Résumez l'extrait en deux phrases.

* _Extrait_

========================================================================

Florence Longpré : Ce que je voulais faire, c’est dépeindre ce milieu-là. Une partie de mon écriture est instinctive, une autre partie, dirigée par les psychiatres. Je n’avais pas de message, mais je voulais décomplexer l’hôpital psychiatrique, ça, c’est sûr. Il reste une image très camisole de force encore dans l’imaginaire collectif.

Avez‑vous choisi Thomas Ngijol comme partenaire parce qu’il avait l’empathie nécessaire pour le rôle ?

Florence Longpré : Il y avait tout pour le rôle ! Sans blague, c’était un bon coup de foudre. Thomas a dit une phrase quand on a fait un test, et moi, dans mon cœur, je savais que c’était lui !

Thomas Ngijol : J’ai assez horreur des castings. J’en fais quasiment plus depuis des années parce que je fais de la scène. Non pas parce que je me considère trop bon, mais parce que ceux qui s’intéressent à moi ont beaucoup de matière. En tout cas, les Français ! Eux, ils viennent d’un peu plus loin. Je me suis pris au jeu avec intérêt et envie. J’avais vu les travaux précédents de Florence Longpré et Guillaume Lonergan et quelques extraits d’Empathie…

Florence Longpré : T’as dit oui sur un feeling !

========================================================================

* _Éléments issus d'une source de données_

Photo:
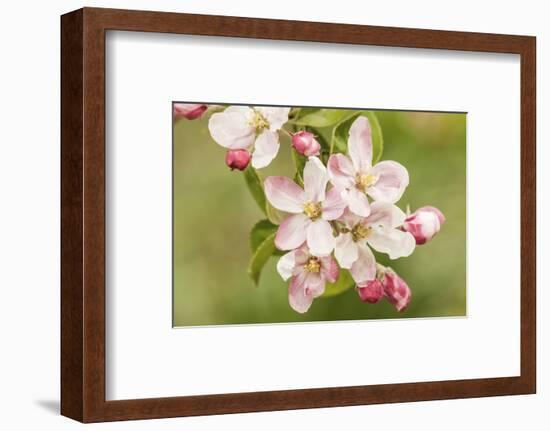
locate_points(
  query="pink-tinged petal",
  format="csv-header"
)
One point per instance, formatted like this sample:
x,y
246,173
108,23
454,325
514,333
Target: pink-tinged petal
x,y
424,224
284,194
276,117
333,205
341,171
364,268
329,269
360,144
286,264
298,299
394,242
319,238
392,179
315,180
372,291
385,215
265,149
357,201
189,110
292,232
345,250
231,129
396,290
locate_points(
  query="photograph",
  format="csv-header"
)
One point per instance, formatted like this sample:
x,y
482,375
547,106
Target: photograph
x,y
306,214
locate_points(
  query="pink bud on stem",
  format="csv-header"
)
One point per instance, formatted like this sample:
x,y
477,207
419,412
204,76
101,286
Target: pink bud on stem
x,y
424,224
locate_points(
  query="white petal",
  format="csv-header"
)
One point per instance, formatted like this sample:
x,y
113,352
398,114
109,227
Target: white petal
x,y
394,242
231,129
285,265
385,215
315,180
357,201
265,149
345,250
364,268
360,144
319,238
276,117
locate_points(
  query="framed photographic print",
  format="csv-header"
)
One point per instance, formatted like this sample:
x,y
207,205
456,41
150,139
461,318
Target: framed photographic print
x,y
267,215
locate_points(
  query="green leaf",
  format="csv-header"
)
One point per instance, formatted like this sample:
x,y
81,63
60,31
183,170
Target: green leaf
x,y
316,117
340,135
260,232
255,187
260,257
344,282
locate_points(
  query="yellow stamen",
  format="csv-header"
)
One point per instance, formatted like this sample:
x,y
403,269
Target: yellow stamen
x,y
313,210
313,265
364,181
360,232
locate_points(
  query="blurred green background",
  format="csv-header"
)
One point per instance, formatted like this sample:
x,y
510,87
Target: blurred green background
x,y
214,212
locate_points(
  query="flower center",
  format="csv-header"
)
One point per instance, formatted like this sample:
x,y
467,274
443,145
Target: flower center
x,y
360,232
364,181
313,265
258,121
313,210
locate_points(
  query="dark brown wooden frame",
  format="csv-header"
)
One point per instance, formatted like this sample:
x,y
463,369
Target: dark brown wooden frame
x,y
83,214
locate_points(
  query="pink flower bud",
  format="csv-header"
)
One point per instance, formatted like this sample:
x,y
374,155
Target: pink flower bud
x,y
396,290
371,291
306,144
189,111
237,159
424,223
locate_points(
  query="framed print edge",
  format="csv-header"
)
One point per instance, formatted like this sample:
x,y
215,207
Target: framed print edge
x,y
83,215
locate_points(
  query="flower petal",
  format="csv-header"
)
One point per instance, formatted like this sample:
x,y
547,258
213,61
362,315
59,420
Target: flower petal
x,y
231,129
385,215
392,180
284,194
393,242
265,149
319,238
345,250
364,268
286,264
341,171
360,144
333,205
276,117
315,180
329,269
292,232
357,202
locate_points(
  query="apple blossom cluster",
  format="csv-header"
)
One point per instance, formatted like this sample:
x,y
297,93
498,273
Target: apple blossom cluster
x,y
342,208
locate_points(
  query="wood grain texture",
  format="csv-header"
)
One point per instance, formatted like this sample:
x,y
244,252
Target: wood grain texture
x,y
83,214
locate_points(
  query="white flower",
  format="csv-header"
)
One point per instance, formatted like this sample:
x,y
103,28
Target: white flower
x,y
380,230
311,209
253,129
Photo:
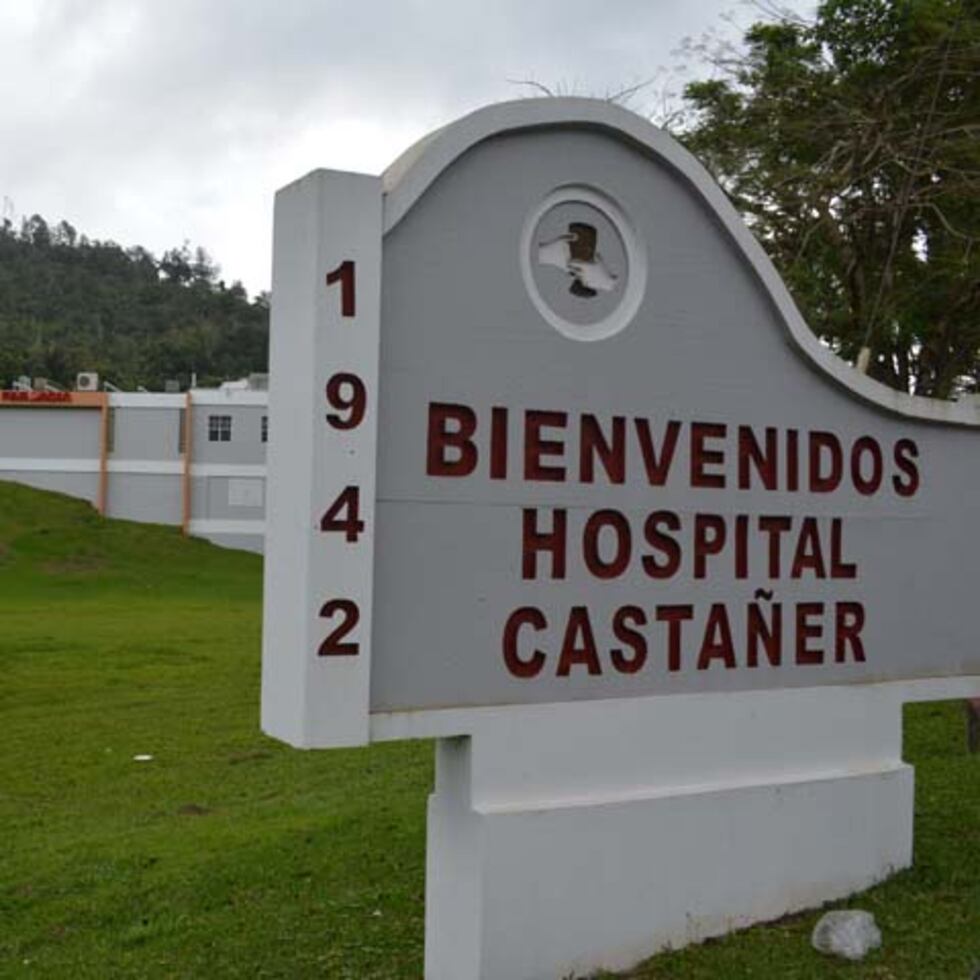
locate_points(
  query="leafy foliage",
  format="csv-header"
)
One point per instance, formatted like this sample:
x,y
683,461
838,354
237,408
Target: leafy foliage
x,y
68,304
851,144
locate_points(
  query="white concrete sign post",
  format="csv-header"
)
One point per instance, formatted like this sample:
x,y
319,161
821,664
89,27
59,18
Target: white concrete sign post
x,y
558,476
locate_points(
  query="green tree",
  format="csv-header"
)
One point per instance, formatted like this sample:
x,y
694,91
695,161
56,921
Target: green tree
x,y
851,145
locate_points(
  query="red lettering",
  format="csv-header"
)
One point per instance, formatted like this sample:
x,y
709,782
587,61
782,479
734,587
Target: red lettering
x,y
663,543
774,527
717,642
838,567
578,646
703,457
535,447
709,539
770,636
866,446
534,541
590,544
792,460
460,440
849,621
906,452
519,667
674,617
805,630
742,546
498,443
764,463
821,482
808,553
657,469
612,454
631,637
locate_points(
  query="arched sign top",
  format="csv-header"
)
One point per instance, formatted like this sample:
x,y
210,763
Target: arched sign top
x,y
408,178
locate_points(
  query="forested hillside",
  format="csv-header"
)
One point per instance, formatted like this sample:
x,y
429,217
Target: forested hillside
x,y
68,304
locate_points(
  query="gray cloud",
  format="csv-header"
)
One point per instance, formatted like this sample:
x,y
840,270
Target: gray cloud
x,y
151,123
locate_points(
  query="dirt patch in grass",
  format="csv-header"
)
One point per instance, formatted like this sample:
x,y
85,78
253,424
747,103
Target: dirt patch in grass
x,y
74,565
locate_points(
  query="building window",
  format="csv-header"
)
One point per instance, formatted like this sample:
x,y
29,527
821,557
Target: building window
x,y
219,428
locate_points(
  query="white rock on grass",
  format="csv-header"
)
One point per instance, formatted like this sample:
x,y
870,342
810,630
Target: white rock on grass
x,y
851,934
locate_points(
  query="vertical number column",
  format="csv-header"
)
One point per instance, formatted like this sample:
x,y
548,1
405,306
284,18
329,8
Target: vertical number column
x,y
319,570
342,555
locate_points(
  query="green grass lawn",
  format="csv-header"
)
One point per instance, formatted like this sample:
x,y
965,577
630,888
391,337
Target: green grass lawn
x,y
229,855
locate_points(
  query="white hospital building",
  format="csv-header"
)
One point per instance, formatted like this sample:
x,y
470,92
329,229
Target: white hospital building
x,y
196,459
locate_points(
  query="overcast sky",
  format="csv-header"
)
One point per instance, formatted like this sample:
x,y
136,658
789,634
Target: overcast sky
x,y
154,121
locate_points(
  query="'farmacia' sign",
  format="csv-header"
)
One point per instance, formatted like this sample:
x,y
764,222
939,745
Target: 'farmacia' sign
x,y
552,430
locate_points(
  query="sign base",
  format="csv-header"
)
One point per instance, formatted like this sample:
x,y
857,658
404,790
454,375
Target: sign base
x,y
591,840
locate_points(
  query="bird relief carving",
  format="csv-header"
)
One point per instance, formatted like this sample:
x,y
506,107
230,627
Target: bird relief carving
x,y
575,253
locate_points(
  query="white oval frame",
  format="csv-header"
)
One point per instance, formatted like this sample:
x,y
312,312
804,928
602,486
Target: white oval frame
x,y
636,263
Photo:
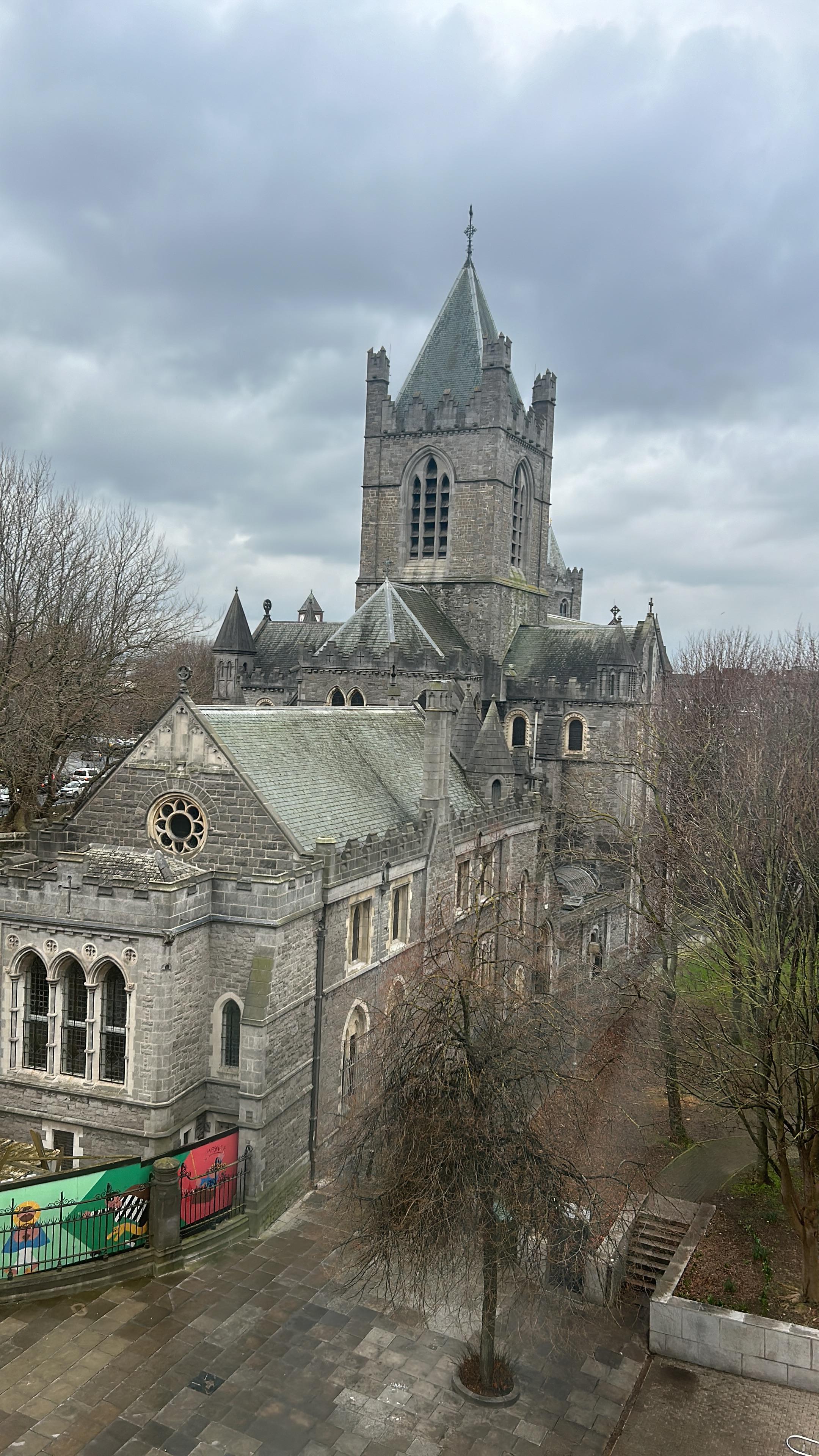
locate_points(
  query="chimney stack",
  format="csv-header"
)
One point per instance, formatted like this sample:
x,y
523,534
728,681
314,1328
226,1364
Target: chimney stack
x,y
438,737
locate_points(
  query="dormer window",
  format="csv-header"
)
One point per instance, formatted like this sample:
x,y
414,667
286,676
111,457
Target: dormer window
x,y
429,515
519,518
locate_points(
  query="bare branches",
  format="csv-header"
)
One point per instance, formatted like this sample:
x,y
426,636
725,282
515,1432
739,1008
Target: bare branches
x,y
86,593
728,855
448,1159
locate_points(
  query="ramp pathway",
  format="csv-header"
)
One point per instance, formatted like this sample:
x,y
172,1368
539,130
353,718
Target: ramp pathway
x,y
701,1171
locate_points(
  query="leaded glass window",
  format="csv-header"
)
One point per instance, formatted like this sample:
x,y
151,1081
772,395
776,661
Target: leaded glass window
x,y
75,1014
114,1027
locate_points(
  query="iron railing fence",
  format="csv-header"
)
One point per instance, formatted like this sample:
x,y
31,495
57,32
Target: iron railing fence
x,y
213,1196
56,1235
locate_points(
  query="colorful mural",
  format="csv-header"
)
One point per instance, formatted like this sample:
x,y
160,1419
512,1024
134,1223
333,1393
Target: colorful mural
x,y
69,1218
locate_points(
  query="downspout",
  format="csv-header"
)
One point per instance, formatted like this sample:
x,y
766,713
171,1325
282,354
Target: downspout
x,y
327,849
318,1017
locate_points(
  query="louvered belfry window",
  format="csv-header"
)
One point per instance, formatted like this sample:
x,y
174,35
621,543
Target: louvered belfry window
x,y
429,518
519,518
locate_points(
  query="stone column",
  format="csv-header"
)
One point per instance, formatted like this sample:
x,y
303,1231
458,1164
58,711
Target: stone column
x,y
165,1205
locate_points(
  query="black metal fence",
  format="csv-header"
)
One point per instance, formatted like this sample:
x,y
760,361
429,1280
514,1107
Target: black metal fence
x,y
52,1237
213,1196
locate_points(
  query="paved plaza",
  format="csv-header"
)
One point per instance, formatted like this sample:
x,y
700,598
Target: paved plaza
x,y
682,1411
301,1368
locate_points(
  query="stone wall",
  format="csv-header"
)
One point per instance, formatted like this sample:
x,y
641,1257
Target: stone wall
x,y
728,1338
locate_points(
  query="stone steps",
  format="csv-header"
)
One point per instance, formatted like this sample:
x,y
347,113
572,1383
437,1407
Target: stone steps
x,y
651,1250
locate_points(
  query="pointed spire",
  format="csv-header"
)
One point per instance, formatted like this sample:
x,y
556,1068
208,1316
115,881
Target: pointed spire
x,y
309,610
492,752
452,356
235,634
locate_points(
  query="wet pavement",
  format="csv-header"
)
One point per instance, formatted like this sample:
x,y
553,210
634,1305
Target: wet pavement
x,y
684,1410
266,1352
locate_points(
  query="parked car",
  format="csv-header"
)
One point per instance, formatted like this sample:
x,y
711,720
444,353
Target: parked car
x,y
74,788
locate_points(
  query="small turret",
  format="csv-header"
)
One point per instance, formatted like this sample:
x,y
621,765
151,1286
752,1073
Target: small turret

========================================================================

* _Corrigé_
Florence Longpré dit avoir voulu dépeindre ce milieu et décomplexer l'hôpital psychiatrique, qui garde une image de camisole de force dans l'imaginaire collectif, et affirme avoir su dès un test que Thomas Ngijol était le bon partenaire. Thomas Ngijol, qui ne fait presque plus de castings depuis des années parce qu'il fait de la scène, explique s'être pris au jeu avec intérêt et envie après avoir vu des travaux précédents de Florence Longpré et Guillaume Lonergan et quelques extraits d'Empathie.